[start Raw records]

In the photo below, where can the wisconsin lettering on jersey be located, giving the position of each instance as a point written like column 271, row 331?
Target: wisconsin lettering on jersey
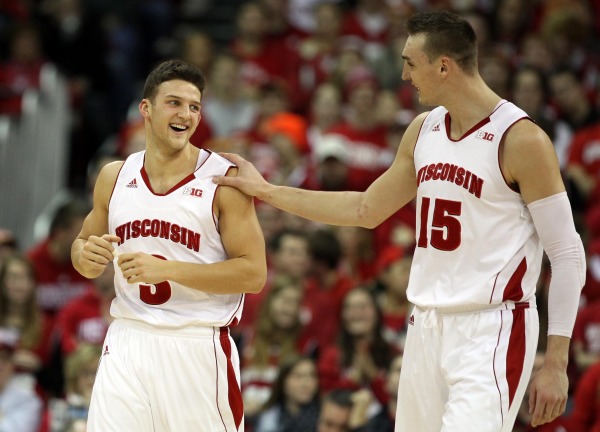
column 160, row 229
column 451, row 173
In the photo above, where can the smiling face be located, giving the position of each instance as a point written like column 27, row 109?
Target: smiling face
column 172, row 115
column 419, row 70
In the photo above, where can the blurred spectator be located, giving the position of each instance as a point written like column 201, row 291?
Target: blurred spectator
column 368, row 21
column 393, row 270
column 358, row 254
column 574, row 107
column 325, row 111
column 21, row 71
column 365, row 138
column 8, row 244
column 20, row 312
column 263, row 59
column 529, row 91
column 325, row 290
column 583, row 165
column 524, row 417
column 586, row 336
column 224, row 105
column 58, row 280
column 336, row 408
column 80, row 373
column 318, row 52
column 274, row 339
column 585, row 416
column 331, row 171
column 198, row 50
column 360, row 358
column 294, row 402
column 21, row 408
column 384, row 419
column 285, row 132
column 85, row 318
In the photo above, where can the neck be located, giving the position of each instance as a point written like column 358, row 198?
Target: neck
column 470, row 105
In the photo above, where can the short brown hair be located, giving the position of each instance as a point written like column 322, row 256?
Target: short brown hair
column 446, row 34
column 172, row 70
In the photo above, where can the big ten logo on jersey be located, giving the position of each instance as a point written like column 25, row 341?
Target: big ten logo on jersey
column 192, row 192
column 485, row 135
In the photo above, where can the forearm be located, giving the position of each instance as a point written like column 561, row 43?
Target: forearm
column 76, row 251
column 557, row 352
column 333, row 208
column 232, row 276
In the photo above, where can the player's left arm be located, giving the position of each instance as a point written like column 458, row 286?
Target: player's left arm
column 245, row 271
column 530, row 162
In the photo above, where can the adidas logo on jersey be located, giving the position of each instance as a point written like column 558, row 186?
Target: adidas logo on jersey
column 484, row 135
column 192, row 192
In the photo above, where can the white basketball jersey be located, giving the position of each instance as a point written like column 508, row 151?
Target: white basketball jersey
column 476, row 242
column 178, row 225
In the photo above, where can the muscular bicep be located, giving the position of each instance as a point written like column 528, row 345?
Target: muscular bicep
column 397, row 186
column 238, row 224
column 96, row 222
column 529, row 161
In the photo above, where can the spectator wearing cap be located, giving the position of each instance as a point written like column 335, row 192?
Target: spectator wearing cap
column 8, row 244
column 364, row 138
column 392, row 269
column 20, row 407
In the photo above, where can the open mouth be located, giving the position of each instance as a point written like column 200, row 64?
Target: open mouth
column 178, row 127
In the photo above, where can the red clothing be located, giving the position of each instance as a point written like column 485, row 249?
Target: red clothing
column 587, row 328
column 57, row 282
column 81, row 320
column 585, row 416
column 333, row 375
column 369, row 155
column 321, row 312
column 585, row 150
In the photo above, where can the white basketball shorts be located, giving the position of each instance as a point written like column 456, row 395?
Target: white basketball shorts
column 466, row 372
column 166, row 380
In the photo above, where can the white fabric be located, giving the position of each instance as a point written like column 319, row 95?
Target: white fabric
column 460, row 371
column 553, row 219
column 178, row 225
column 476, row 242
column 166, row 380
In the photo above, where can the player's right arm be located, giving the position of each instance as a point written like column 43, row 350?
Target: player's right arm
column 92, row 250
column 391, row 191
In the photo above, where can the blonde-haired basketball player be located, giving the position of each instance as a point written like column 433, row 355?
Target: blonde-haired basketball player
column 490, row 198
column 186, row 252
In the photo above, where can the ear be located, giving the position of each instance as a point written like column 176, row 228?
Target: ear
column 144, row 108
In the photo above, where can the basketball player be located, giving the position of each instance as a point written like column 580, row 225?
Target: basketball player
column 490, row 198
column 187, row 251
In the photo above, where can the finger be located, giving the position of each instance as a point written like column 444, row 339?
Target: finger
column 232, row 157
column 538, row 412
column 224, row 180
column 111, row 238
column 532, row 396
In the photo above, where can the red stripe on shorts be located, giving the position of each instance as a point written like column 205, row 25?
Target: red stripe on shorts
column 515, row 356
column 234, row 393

[end Raw records]
[start Raw records]

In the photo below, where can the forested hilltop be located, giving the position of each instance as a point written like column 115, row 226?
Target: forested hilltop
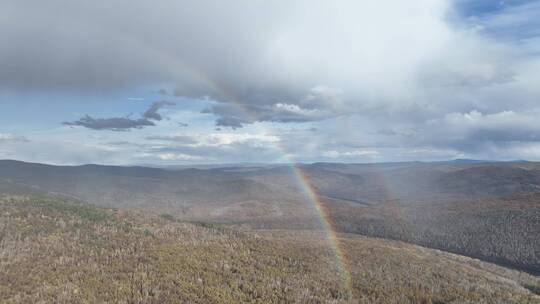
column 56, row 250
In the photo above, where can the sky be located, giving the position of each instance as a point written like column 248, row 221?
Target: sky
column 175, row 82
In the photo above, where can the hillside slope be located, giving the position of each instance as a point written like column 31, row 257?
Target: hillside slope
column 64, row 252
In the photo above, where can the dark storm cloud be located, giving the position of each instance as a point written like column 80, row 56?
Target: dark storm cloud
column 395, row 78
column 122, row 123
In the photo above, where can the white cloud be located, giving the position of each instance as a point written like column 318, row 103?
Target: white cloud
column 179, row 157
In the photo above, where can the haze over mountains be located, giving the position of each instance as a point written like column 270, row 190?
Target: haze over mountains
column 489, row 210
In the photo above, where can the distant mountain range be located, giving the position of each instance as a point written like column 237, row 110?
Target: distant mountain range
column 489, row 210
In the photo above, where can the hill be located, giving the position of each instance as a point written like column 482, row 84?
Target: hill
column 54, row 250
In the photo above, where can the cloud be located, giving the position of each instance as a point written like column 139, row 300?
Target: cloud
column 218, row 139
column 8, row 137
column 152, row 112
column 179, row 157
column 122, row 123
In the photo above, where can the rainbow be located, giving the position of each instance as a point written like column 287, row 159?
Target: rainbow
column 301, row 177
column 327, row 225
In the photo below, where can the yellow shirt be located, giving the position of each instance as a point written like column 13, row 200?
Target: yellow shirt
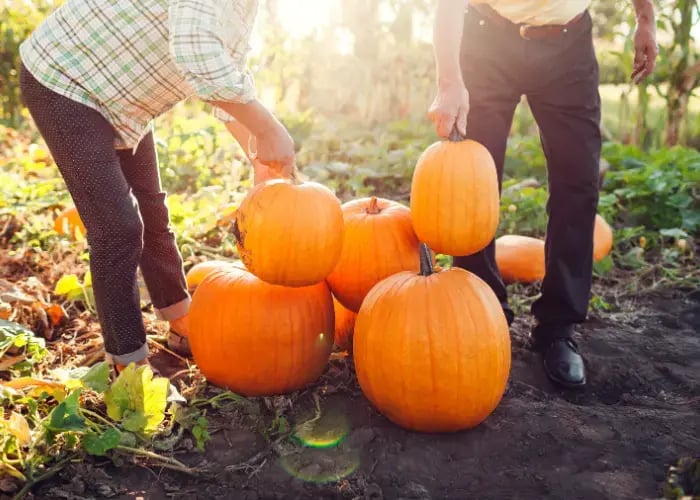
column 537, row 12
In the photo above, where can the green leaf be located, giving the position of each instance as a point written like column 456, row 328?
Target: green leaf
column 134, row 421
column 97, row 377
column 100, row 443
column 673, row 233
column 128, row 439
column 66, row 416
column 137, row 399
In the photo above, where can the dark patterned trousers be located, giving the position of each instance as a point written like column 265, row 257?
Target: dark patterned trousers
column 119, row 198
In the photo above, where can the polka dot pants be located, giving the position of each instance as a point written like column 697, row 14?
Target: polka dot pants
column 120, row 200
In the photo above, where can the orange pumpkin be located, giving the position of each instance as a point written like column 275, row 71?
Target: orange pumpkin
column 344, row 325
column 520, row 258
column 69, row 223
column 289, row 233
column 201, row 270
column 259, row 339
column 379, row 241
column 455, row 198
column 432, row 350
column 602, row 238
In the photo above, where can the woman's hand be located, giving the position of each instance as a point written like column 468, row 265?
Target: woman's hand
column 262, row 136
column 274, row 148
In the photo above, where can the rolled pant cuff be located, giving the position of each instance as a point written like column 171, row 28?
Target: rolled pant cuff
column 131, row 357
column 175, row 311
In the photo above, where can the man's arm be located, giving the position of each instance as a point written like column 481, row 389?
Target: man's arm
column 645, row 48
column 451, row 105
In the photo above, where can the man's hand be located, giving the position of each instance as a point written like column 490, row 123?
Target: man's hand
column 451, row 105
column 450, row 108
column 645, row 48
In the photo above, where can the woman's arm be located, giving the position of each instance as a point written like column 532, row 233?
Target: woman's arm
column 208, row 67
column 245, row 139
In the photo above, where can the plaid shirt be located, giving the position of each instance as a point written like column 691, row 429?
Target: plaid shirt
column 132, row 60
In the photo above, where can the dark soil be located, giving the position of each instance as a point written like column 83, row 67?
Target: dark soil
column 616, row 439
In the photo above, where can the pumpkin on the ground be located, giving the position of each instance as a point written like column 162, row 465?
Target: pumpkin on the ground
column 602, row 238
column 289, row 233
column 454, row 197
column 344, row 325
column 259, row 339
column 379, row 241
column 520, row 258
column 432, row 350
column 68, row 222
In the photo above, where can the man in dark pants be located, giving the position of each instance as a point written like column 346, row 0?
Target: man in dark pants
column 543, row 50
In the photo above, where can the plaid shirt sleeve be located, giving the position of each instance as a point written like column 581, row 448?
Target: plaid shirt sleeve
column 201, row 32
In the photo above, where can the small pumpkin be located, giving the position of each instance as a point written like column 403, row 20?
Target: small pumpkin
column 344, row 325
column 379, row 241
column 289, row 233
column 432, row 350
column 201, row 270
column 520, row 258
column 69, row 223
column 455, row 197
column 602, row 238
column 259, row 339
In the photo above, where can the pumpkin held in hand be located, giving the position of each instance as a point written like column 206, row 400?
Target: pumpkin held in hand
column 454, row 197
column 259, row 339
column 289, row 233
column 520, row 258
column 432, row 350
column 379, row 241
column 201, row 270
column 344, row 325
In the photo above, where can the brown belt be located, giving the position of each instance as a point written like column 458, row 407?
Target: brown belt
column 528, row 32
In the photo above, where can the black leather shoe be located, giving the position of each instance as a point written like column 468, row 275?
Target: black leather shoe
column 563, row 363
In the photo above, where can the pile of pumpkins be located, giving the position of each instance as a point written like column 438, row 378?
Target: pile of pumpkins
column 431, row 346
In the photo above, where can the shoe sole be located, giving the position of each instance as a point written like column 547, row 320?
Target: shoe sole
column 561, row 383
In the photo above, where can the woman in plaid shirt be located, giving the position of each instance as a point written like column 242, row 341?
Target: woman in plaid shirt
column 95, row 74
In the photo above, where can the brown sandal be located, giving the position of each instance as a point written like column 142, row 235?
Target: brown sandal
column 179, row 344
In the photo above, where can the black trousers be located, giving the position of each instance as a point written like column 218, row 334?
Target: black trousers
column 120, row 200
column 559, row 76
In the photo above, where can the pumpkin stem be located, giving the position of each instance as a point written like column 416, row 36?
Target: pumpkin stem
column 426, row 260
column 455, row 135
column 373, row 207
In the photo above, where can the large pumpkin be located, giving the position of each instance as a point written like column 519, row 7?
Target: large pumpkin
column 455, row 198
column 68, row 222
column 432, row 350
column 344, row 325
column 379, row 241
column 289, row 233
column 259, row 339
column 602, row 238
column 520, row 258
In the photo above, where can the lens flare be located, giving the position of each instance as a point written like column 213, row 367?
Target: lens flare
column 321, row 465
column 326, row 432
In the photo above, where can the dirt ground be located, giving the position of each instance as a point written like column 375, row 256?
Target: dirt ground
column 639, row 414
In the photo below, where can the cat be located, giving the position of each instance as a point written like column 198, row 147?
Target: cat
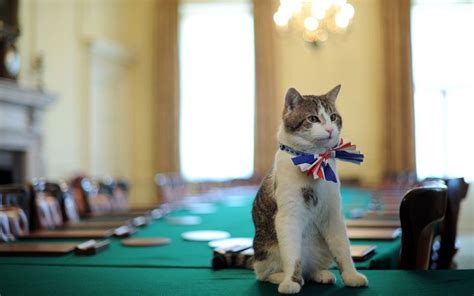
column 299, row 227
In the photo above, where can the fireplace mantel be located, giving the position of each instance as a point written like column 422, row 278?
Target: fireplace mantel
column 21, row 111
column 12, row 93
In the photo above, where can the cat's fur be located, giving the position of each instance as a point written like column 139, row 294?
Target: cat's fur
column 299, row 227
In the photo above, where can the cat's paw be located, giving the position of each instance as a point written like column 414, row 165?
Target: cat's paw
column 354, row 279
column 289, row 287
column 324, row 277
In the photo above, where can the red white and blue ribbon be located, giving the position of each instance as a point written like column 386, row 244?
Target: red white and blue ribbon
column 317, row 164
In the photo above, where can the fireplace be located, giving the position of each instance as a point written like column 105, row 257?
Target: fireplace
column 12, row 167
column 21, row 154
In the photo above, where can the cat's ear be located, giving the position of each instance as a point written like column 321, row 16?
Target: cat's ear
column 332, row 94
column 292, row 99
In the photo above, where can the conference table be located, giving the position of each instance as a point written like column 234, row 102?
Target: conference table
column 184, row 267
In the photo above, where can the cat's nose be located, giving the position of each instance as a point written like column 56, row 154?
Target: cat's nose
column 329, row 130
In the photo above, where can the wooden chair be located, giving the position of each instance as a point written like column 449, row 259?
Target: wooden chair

[end Raw records]

» What needs to be done:
Give back the lines above, starting at the line containing "In the photo below, where can the wisconsin" and ending at the line containing "column 451, row 173", with both of those lines included. Leave the pictures out of your answer.

» Reply:
In the photo below, where can the wisconsin lettering on jersey be located, giving the position of each instance as a point written like column 271, row 331?
Target: wisconsin lettering on jersey
column 160, row 229
column 451, row 173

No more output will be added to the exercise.